_TASK INSTRUCTIONS_.
Begin at the line of the material that has "mouse and record integer pixel coordinates." and stop after the last line of the material, then write those lines out again with the requests included, shifting every x and y coordinate in the points up by 3. Omit the pictures.

Position annotation records:

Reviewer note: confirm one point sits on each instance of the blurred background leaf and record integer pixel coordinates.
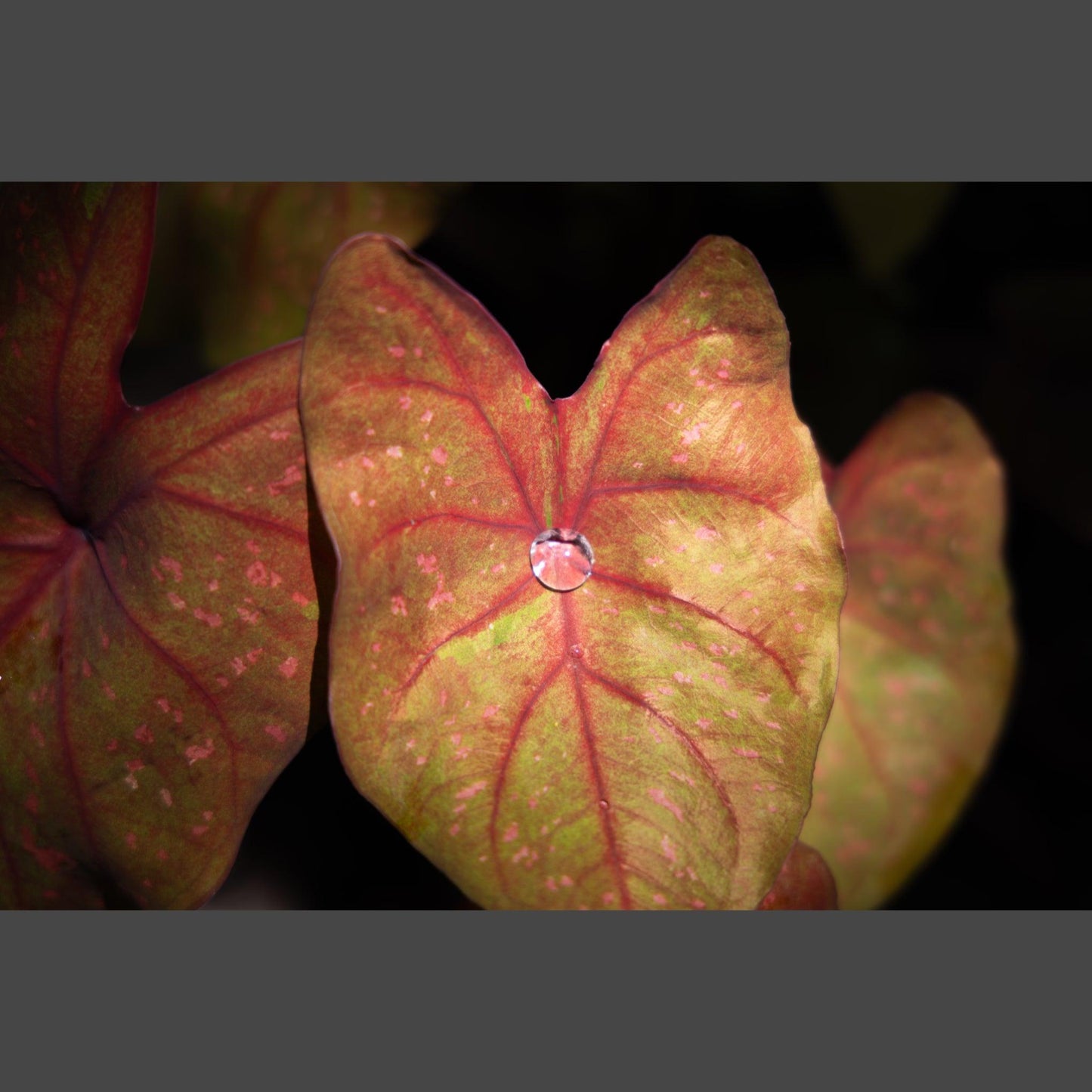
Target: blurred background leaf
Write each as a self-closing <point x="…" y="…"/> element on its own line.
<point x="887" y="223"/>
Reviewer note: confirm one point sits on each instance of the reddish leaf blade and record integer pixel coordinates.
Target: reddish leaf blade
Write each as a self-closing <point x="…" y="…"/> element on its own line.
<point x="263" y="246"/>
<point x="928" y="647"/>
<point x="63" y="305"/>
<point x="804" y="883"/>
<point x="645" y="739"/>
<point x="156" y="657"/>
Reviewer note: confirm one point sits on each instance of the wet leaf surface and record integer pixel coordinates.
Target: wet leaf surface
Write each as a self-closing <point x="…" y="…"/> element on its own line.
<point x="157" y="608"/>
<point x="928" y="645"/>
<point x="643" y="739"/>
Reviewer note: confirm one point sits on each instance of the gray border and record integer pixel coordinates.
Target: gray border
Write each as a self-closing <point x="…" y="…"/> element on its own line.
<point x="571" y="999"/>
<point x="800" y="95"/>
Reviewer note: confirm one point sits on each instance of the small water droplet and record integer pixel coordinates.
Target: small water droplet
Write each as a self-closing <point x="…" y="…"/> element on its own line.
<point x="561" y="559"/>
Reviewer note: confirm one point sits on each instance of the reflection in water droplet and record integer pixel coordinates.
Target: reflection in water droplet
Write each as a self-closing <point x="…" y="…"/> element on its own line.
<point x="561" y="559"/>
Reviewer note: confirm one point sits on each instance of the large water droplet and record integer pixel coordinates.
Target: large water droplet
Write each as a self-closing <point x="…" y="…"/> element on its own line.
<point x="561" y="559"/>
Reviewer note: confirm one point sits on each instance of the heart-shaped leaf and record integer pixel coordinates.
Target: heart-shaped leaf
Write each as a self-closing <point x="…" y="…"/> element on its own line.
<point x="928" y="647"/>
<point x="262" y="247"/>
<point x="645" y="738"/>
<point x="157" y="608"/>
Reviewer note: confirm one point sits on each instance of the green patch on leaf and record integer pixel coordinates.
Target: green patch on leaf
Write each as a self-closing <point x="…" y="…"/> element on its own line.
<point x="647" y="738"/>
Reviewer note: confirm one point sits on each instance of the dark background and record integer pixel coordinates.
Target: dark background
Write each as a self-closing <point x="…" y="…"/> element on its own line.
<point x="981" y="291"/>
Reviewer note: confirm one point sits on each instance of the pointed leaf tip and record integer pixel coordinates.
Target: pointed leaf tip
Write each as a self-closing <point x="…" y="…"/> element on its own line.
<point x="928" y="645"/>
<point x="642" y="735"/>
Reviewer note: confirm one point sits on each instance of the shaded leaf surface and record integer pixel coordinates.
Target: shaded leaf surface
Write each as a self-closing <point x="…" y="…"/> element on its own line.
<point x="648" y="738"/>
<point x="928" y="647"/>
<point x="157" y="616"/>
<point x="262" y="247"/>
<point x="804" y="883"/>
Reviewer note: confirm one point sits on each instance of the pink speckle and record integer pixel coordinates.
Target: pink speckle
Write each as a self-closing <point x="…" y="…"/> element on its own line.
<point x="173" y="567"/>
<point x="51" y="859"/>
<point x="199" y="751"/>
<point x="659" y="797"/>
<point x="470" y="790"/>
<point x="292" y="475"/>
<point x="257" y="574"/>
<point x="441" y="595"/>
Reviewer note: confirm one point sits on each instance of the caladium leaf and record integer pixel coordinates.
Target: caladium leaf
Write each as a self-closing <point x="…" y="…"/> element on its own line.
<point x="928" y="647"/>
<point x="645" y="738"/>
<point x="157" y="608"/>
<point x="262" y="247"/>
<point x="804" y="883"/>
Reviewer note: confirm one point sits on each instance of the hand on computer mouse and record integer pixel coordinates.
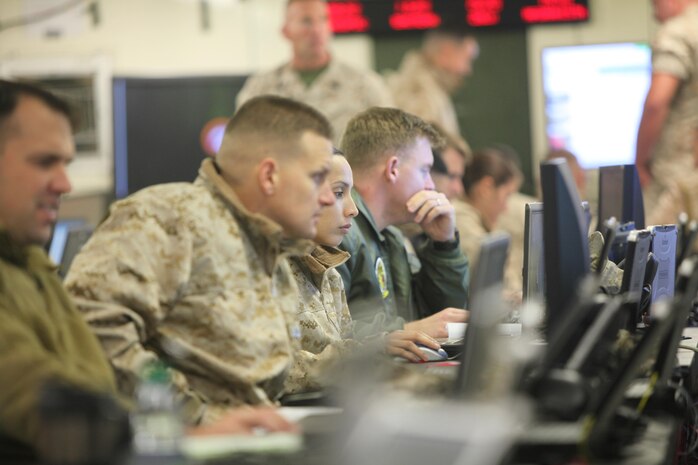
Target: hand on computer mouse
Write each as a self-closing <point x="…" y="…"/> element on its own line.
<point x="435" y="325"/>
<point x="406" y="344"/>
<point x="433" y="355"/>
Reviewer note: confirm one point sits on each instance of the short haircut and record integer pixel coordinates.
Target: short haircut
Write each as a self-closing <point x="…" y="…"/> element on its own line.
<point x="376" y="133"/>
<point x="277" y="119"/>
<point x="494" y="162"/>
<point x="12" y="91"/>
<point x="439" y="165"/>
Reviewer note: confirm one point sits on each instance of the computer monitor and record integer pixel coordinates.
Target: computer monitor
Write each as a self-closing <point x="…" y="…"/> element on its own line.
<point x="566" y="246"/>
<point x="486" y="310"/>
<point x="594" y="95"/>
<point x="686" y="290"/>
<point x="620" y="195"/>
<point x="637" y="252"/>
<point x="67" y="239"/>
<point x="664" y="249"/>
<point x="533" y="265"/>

_CORRECT OUTPUT_.
Reviewer note: confirm one point sits on each instance of the hand on computer mouse and record integer pixel coordinates.
Target: hand on computer mouse
Write each as a self-closing <point x="…" y="…"/> element on its own line.
<point x="438" y="328"/>
<point x="409" y="347"/>
<point x="436" y="358"/>
Reviewer note: confirm one point sits on each instance of the short haircut and record integer pixel coordinates.
Target: short haircut
Write each as a self-closing <point x="…" y="…"/> element on its own line.
<point x="379" y="136"/>
<point x="280" y="122"/>
<point x="497" y="165"/>
<point x="15" y="94"/>
<point x="442" y="168"/>
Reviewer note: confirm one point sits on each instance of the computer monitor and record integer pixel coordinates.
Target: computer monitor
Write each as a self-closing <point x="…" y="…"/> element on its own line.
<point x="569" y="249"/>
<point x="489" y="313"/>
<point x="597" y="98"/>
<point x="689" y="293"/>
<point x="623" y="198"/>
<point x="640" y="255"/>
<point x="70" y="242"/>
<point x="667" y="252"/>
<point x="536" y="268"/>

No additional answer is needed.